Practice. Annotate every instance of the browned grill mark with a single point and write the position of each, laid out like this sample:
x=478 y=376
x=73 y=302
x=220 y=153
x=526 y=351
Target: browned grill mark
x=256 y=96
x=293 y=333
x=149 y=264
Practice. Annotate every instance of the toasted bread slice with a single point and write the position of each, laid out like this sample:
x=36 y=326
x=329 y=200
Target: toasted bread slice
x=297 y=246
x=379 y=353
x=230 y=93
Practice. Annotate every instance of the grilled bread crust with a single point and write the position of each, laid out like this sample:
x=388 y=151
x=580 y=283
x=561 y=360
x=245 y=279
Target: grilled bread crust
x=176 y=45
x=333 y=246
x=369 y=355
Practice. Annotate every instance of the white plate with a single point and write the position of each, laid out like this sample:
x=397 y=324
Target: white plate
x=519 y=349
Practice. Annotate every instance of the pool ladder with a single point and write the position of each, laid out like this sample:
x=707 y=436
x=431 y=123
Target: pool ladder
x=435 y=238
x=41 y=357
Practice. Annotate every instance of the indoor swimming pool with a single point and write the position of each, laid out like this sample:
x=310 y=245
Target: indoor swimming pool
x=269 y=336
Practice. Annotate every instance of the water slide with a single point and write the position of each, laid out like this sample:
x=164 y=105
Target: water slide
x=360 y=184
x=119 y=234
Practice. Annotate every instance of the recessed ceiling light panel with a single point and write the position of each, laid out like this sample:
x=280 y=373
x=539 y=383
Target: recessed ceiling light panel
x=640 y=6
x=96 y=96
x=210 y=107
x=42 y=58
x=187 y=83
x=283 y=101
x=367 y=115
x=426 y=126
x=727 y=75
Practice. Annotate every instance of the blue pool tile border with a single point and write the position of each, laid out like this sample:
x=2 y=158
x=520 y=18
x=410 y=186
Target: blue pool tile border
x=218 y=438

### [Work required]
Can you rescale the rows from the very first line through the line containing "x=369 y=355", both included, by writing each of those lines out again? Keep the requests and their sample points unchanged, and multiply only the answer coordinates by 2.2, rounding each to a whole number with halves going up.

### [Expected output]
Practice. Annotate every instance of the browned grill mark with a single point and write the position of each, laid out like this sample:
x=478 y=376
x=73 y=302
x=220 y=153
x=526 y=351
Target: browned grill mark
x=563 y=211
x=645 y=733
x=328 y=581
Practice. Annotate every instance of the toasted bread slice with a single point and write the position of each, laid out like this sample:
x=36 y=326
x=329 y=200
Target: toasted bread slice
x=653 y=541
x=834 y=777
x=506 y=205
Practice. Annotate every instance of the grilled bread crust with a single point and write the position of each, laid out like this sample:
x=388 y=151
x=580 y=283
x=561 y=360
x=245 y=279
Target: grilled bread crust
x=387 y=99
x=733 y=541
x=812 y=781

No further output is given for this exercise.